### TUS INSTRUCCIONES
Contesta estas preguntas con lo que dice el texto sobre Lemmy:
1. ¿En qué banda de Blackpool entró como bajista?
2. ¿Cuántas novias negras le dijo a un periodista que había tenido?
3. ¿Qué se mandaba fabricar con un artesano según un diseño personal?

Su madre lo crió solo y él siempre agradeció al "gilipollas con gafas" de su padre el favor que le hizo al marcharse. De joven, trabajó tres de meses de pintor y algo más en una fábrica, un lugar horrible de donde consiguió que le echaran por el sencillo procedimiento de dejarse el pelo largo. Luego entró de bajista en una banda de Blackpool, The Rockin' Vickers, donde tocó de telonero para The Who y The Kinks, entre otros, hasta que abandonó de puro aburrimiento. Admiraba tanto a Jimmi Hendrix que entró de pipa en sus giras, cargando con parte del equipo. Recaló en varios grupos más hasta que en 1972 se unió a Hawkwind, una banda psicodélica donde se hartaron de que llegara siempre tarde a los ensayos y se asustaron aun más cuando lo detuvieron en la frontera de Canadá cargado de anfetas. Lo despidieron de malos modos y entonces Lemmy fundó Motörhead, el trío más bestia y longevo de la historia del rock, al que bautizó con el título de la última canción que compuso para Hawkwind. Puesto que el grupo era suyo nadie podía despedirlo de allí. Incluso la muerte se lo ha pensado mucho.

Fue amigo de Keith Emerson, quien le contagió el gusto por la parafernalia nazi -las águilas doradas, las cruces gamadas y las cruces de hierro- una estética que desembocó en el coleccionismo de armas, recuerdos militares y uniformes de la SS. Acabó con una exposición de armas, espadas, dagas, puñales y bayonetas de las dos guerras mundiales que le ocupaba media casa. Cuando, con toda esa chatarra encima, un periodista se atrevió a preguntarle si tenía simpatías nazis, respondió: "He tenido seis novias negras, así que debo ser el peor nazi del mundo. Imagina que fuese a Nüremberg a presentarle mi novia al Führer".

Igual que su amenazadora pinta de tipo duro ocultaba un pedazo de pan, tras su chupa de caballería había un aficionado a la historia que lo sabía todo sobre las dos guerras mundiales. Cuando fundó Motörhead fue como si se fundara a sí mismo y Lemmy se llevó el escenario a todas partes: a la calle, a los bares y a su casa. Se adelantó a todas las modas -el heavy, el punk, el trash- fabricando su propio look de motero a partir de un gazpacho de símbolos inconexos: tatuajes tétricos, melena larga, bigotazos de mariscal prusiano, sombrero vaquero, anillos con calaveras, cazadora de cuero adornada con insignias militares, pantalones de pitillo y unas altas botas de cuero que mandaba fabricar a un artesano según un diseño personal.

### FRAGMENTOS DE DATOS

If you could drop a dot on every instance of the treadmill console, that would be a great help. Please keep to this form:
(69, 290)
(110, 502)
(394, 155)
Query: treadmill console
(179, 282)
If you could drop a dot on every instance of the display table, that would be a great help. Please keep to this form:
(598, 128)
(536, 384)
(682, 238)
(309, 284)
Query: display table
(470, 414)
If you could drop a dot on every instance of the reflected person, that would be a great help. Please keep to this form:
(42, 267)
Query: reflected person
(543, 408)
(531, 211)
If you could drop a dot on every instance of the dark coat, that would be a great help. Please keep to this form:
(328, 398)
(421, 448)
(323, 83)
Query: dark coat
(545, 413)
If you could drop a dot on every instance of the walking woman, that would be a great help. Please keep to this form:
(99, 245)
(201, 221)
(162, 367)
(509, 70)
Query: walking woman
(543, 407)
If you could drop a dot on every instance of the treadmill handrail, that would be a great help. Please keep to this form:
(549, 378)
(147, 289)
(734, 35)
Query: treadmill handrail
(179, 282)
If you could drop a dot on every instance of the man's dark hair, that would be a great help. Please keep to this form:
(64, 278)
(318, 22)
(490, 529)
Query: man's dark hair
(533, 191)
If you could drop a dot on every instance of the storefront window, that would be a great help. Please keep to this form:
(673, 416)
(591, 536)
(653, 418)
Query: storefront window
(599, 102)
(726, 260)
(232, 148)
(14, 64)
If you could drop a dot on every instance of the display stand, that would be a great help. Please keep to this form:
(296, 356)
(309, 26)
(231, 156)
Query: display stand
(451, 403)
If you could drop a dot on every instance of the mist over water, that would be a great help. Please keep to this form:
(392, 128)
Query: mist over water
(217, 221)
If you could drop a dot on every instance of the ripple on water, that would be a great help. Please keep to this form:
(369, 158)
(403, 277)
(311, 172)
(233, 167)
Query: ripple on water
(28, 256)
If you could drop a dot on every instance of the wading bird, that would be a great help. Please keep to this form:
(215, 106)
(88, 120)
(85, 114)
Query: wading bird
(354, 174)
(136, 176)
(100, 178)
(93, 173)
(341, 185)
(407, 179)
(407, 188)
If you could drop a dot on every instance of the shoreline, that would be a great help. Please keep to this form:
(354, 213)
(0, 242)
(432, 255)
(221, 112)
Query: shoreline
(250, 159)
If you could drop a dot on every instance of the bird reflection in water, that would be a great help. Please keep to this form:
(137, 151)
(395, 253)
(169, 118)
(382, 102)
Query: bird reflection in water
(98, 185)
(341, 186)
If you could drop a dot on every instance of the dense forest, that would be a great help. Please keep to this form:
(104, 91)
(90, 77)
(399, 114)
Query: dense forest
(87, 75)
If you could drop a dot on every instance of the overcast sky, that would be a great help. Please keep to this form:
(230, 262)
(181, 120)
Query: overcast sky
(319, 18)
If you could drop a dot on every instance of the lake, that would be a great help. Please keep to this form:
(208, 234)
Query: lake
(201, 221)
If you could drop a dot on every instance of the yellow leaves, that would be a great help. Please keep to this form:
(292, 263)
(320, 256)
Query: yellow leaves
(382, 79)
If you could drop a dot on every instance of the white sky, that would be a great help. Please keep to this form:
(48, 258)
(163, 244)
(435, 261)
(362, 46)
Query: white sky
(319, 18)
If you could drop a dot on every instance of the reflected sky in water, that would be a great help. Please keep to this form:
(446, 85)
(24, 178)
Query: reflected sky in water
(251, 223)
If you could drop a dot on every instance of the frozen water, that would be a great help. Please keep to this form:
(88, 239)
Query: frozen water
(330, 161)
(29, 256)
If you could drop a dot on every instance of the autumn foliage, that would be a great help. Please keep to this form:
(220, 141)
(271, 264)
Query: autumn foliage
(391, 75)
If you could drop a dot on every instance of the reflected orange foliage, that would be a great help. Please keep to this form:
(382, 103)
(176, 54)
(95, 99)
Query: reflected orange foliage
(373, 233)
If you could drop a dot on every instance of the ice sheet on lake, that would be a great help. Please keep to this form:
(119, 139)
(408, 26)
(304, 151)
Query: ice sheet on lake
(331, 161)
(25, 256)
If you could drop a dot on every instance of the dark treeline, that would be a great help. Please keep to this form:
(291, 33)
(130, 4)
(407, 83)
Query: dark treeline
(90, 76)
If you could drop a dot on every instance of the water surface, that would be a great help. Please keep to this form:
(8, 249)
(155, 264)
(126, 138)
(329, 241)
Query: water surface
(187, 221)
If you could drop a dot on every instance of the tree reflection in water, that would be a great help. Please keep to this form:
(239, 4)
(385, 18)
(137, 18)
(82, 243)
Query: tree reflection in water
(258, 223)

### RESPUESTA
1. En The Rockin' Vickers.
2. Seis.
3. Unas altas botas de cuero.